- **What you are asked to do**
Every line of the material must be set down again without alteration.

━━━━

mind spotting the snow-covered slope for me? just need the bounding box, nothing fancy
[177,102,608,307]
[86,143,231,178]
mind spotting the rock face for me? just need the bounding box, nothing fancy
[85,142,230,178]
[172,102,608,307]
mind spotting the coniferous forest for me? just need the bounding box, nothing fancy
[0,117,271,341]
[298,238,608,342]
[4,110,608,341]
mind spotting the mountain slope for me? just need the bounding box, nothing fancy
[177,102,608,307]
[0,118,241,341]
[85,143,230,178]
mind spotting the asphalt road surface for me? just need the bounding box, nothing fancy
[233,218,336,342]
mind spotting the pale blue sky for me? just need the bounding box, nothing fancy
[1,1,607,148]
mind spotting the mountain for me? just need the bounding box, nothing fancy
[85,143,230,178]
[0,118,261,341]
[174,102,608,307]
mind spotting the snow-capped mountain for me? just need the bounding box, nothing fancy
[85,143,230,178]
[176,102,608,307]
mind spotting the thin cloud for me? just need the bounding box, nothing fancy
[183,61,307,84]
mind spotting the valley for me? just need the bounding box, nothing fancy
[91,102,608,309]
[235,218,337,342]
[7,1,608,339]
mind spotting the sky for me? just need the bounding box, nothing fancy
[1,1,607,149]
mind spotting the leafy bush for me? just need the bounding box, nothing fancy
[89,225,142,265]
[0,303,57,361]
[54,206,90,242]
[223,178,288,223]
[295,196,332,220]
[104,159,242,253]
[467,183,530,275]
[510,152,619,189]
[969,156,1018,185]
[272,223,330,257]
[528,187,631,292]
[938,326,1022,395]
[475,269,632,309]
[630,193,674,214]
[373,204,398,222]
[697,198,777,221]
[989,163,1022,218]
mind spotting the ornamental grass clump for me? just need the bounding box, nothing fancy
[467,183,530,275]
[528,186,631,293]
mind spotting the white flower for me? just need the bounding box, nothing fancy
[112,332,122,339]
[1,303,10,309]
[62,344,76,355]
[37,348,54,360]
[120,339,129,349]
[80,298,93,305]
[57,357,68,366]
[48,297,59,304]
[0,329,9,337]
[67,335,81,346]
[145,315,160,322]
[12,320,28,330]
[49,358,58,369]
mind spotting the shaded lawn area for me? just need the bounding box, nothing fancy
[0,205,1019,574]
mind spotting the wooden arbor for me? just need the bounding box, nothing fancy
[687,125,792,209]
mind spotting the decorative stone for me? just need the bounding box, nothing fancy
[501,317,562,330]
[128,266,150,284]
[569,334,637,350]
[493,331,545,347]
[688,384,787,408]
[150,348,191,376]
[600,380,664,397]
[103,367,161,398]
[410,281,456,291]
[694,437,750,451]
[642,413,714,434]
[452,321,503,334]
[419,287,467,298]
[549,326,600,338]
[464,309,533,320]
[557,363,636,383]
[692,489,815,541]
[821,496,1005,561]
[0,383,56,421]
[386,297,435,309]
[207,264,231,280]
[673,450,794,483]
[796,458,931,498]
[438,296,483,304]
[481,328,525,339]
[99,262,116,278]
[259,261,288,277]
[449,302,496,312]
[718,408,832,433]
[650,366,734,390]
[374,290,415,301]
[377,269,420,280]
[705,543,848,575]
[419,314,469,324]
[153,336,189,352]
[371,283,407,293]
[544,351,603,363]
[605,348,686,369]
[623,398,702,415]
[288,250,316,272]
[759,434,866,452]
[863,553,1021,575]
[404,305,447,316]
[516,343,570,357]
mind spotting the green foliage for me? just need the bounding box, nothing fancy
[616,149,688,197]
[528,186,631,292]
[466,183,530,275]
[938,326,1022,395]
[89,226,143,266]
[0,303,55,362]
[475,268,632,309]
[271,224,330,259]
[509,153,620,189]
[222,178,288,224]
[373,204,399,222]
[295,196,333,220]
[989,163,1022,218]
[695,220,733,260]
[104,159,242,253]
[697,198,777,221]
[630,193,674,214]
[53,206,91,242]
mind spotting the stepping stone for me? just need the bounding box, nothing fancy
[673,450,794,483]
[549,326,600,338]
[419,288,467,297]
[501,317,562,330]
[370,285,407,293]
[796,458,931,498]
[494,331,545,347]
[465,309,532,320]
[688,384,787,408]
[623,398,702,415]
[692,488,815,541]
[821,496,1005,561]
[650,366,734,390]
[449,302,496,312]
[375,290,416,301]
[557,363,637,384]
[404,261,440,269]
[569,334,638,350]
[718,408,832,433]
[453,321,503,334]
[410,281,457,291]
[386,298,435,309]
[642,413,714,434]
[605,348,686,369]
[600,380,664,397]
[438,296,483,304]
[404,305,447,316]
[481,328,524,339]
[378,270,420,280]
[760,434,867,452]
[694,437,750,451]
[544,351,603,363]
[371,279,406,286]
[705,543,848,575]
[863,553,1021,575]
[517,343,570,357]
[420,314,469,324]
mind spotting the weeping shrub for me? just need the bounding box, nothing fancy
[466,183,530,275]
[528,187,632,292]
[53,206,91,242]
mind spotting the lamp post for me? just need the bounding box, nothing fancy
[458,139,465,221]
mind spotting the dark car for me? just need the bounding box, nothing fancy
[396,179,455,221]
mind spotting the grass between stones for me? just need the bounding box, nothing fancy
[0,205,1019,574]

━━━━

- **Response for this exercise**
mind spotting the snow-covered slope for me? just need the bounding box, nothing fancy
[177,102,608,307]
[86,143,231,178]
mind spotting the rock face for me? just need the bounding box, nothing fancy
[85,142,230,178]
[172,102,608,307]
mind spotting the coniferous forest for me? just need the bounding box, nothing fancy
[0,117,271,341]
[298,238,608,342]
[4,110,608,341]
mind spotting the mountain slope for me? just need the bounding box, nothing fancy
[177,102,608,307]
[0,118,241,341]
[85,143,230,178]
mind spotting the asphalt road surface for me? just need the bounding box, nothing fancy
[233,218,336,342]
mind spotting the pale blue sky for me? just need the bounding box, nothing fancy
[1,1,607,148]
mind spotting the mountain for me? just need the bounding box, nothing fancy
[85,143,230,178]
[0,118,261,341]
[174,102,608,307]
mind spotting the snow-capped mountain for me? just need the bounding box, nothing fancy
[85,143,230,178]
[176,102,608,307]
mind spotting the thin cloud for me? just need the bounding box, nothing fancy
[183,61,307,84]
mind spotting the valley for me? just need the bounding box, nothing fancy
[91,102,608,309]
[235,218,337,342]
[7,1,608,339]
mind spotting the sky for me? just need the bounding box, nothing fancy
[1,1,607,149]
mind spotting the leafy bush for me? just need the bounding box, nothing fancy
[89,225,142,265]
[0,303,57,361]
[54,206,90,242]
[223,178,288,223]
[295,196,332,220]
[104,159,242,253]
[467,183,530,275]
[510,152,619,189]
[969,156,1018,185]
[272,223,330,257]
[528,187,631,292]
[938,326,1022,395]
[475,269,632,309]
[630,193,674,214]
[373,204,398,222]
[697,198,777,221]
[989,163,1022,218]
mind spotting the ornamental grass clump for me? just need the bounding box, nothing fancy
[467,183,530,275]
[528,186,631,293]
mind spotting the white flower for me? just need the bounding box, nothing fancy
[112,332,122,339]
[1,303,10,309]
[62,344,76,355]
[37,348,54,360]
[120,339,129,349]
[80,298,93,305]
[57,357,68,366]
[48,297,59,304]
[0,329,9,337]
[67,335,81,346]
[145,315,160,322]
[12,320,28,330]
[49,358,58,369]
mind spotting the shaded lawn area for me? just need the bounding box, nothing fancy
[0,205,1019,574]
mind spotting the wooden arbor for me? just need the bounding box, nothing fancy
[687,125,792,209]
mind spotting the decorative stone for me? just need the bounding box, nothing fancy
[501,317,562,330]
[128,266,150,284]
[569,334,637,350]
[493,331,545,347]
[688,384,787,408]
[150,348,191,376]
[600,380,664,397]
[103,367,161,398]
[410,281,456,291]
[694,437,750,451]
[642,413,714,434]
[452,321,503,334]
[419,287,467,298]
[549,326,600,338]
[464,309,533,320]
[557,363,636,383]
[692,489,815,541]
[821,496,1005,561]
[0,383,56,421]
[386,297,435,309]
[207,264,231,280]
[673,450,794,483]
[796,458,931,498]
[438,296,483,304]
[481,328,525,339]
[99,262,116,278]
[259,261,288,277]
[449,302,496,312]
[718,408,832,433]
[650,366,734,390]
[374,290,415,301]
[377,269,420,280]
[705,543,848,575]
[419,314,469,324]
[153,336,189,352]
[371,283,407,293]
[544,351,603,363]
[605,348,686,369]
[623,398,702,415]
[288,250,316,272]
[759,434,866,452]
[863,553,1021,575]
[404,305,447,316]
[516,343,570,357]
mind spotting the green foliage for me? just need the bounding box, nothing fancy
[616,149,688,197]
[528,186,631,292]
[466,183,530,275]
[938,326,1022,395]
[89,226,143,266]
[0,303,55,362]
[475,268,632,309]
[271,224,330,259]
[509,153,620,189]
[222,178,288,224]
[373,204,399,222]
[295,196,333,220]
[989,163,1022,218]
[695,220,733,260]
[104,159,242,253]
[697,198,777,221]
[630,193,674,214]
[53,206,91,242]
mind spotting the stepping stone for me? just need the bounding box, nothing fancy
[673,450,794,483]
[549,326,600,338]
[419,288,467,297]
[501,317,562,330]
[370,285,407,293]
[796,458,931,498]
[494,331,545,347]
[465,309,532,320]
[688,384,787,408]
[623,398,702,415]
[692,488,815,541]
[821,496,1005,561]
[650,366,734,390]
[449,302,496,312]
[375,290,416,301]
[557,363,637,384]
[404,261,440,269]
[569,334,638,350]
[718,408,832,433]
[453,321,503,334]
[410,281,457,291]
[386,298,435,309]
[642,413,714,434]
[605,348,686,369]
[600,380,664,397]
[438,296,483,304]
[404,305,447,316]
[481,328,524,339]
[378,270,420,280]
[760,434,867,452]
[694,437,750,451]
[544,351,603,363]
[371,279,406,286]
[705,543,848,575]
[863,553,1021,575]
[517,343,570,357]
[420,314,469,324]
mind spotting the weeping shrub for me? just need the bounding box, nothing fancy
[466,183,530,275]
[528,187,632,292]
[53,206,91,242]
mind spotting the lamp post for me? just need the bounding box, nothing fancy
[458,139,465,221]
mind spotting the dark car for me? just need the bounding box, nothing fancy
[396,179,455,221]
mind spotting the grass between stones for me? just need the bounding box, nothing fancy
[0,205,1019,574]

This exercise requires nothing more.